* **Görev koşulları**
Narin cinayetiyle ilgili metni son cümlesinden sonra devam ettirin.

Salim Güran köyde hangi kadınlarla, nasıl bir ilişki ağı kurdu? “Salim köyde fuhuş çetesi kurmuş, köyde birçok kadınla ilişkisi var” iddiaları doğru mudur? Bu iddialar araştırılacak mı? Yoksa iktidar tüm bunların üstünü kapatmaya mı çalışacak? 
 
Narin’in katledildiğinin ortaya çıkması ardından köyü ziyaret eden 3 bakanın, gizli yürütülen bir soruşturma için köye geldiği iddiası da gündeme geldi. Tanık, “Bakan Güranlarla görüştü ve ‘siz bu kadar silahı ne yapacaktınız, devlete karşı örgüt mü kuruyorsunuz’ diye sordu. Gizli bir soruşturma yürüttüklerini ve silah konusunun özel olarak araştırıldığını duyduk. Jandarma köyde hala aramalarına devam ediyor” diye belirtti. Aynı tanık şunları da ekledi; “Ne kadar inkar etseler de boş. O ailenin hem Hizbullah hem AKP ilişkileri var. Bu ilişkilere güveniyorlar. Bizim de onlardan çekinmemizin sebebi bu ilişkileridir. O köyde Salim’in ve ailenin bu ilişkilerini konuşacak bir kişi bile çıkmaz. Hiçbiri Salim’e ihanet etmez.”

* **Listelenen veriler**
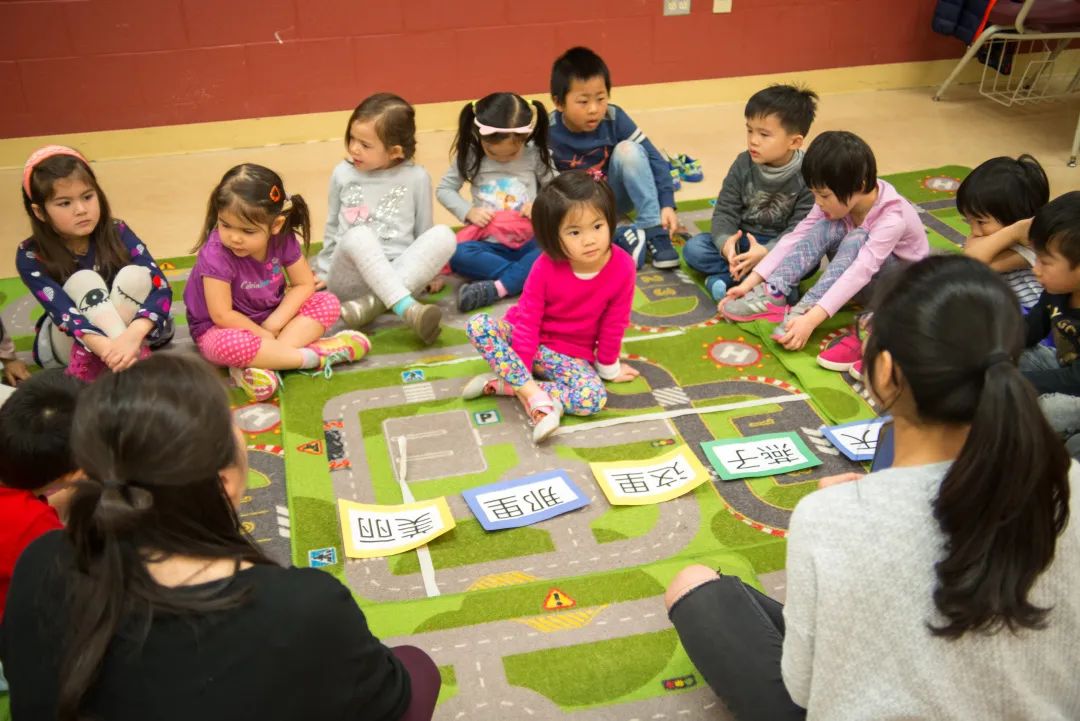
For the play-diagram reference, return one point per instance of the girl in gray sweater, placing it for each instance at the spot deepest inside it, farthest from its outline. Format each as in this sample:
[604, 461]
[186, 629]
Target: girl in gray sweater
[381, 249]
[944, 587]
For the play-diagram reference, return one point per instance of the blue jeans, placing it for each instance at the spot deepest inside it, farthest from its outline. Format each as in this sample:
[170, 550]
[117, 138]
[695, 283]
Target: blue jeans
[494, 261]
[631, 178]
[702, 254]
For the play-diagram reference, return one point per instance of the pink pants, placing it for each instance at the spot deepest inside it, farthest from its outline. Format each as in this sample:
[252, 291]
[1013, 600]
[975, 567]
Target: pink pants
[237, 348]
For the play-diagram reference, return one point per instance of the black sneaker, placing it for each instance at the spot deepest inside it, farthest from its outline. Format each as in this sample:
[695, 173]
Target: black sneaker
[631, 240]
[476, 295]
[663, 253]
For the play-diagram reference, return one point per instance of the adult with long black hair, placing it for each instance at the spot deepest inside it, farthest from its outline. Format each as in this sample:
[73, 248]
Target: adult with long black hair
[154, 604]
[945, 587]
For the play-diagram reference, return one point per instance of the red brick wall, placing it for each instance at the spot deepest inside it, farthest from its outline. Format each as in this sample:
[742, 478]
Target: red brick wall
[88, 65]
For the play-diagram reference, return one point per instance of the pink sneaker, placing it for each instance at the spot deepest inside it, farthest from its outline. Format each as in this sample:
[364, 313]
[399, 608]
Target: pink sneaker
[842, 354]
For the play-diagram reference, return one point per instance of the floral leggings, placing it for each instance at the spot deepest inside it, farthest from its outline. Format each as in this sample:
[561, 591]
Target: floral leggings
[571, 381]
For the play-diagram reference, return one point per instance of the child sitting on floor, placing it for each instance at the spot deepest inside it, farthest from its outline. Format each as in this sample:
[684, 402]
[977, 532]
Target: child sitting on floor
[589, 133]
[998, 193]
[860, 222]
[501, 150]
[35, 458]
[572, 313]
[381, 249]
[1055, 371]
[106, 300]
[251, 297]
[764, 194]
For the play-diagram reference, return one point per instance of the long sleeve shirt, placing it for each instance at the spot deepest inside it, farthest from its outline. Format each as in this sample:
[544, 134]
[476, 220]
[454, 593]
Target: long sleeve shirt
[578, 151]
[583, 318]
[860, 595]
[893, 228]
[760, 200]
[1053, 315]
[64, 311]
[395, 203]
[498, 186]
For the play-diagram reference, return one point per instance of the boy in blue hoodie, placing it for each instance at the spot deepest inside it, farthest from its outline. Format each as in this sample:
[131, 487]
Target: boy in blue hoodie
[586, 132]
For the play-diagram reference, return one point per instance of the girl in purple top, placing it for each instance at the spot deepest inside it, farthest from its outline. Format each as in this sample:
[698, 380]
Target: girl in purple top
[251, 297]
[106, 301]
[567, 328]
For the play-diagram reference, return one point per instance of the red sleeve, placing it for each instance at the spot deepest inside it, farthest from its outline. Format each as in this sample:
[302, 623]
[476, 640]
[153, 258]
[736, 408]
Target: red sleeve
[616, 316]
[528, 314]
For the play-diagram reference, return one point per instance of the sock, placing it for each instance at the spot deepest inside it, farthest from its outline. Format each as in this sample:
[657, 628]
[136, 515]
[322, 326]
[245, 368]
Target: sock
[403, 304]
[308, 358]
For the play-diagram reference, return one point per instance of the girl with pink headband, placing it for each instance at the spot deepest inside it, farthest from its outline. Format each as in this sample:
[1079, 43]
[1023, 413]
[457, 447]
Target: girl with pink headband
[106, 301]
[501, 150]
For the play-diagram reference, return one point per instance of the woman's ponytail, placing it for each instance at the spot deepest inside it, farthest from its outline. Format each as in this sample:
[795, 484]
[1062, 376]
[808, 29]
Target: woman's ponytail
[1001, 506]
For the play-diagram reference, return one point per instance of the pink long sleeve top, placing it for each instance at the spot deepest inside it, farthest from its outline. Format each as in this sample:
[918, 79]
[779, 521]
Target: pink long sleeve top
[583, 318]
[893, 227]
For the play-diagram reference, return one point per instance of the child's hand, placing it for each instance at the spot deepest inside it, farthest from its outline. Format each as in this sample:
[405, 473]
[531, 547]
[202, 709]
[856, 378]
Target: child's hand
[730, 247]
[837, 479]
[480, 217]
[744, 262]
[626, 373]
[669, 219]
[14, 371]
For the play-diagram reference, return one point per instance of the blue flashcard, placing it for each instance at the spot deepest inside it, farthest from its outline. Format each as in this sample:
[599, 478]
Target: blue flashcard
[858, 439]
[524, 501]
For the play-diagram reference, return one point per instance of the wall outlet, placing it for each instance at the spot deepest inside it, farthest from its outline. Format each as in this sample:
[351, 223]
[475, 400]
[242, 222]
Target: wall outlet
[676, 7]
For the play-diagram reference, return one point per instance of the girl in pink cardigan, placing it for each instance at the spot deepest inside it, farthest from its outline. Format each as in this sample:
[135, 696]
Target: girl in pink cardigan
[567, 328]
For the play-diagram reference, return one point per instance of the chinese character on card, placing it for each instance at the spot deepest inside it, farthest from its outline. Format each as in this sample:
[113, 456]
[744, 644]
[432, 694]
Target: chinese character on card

* **Doğru yanıt**
 
Güran ailesinin yaşananlara dair yaptığı açıklama ise çok dikkat çekiciydi. Aile, belli ki işe hakim olan bir ağızdan bir açıklama hazırladı ve açıklamada, “İlgi alakası olmadığı halde kuran kurslarına ve yüce dinimize saldırılar yapılmaktadır. Aile fertlerimizin kendi kızlarını öldürmesini tahayyül edemiyoruz. Koca bir ailenin karalanmasını dış güçler ve onların yerli uzantılarına bağlıyoruz. Devletimize bağlı tüm güçlerin bu oyuna gelmemesini istirham ederiz. Güran ailesi vatanına ve milletine bağlı fertlerdir. Tavşantepe mahallemizin stratejik ve coğrafik konumu da büyük bir etkendir” ifadelerine dikkat çekmişti. 
 
Dış güçler neden Güran ailesini seçti? 
 
Amed’de yüzlerce köy varken, Tavşantepe’yi coğrafik ve stratejik açıdan önemli ve özel kılan nedir? Havaalanına yakın olması ve silah-uyuşturucu ticaretinin bu yollardan daha kolay yapabilmeleri? Yine Narin’in katledilmesiyle başlayan süreci dış güçlerin ve yerli uzantıların oyunlarına bağlayan Güran ailesi, dış güçlerin hedefine girecek nasıl bir öneme sahip diye de sormak istiyoruz… Tavşantepe köyünün bulunduğu bölgede onlarca köy bulunuyor ve köylerin tümü birbirine 5 ve 10’ar dakika mesafede. Aynı zamanda Tavşantepe köyünde de Güran ailesi haricinde yaşayan 5 ayrı soyadına mensup aileler de var. Bunca köy arasında dış güçler neden Tavşantepe köyünü ve Güran ailesini seçti?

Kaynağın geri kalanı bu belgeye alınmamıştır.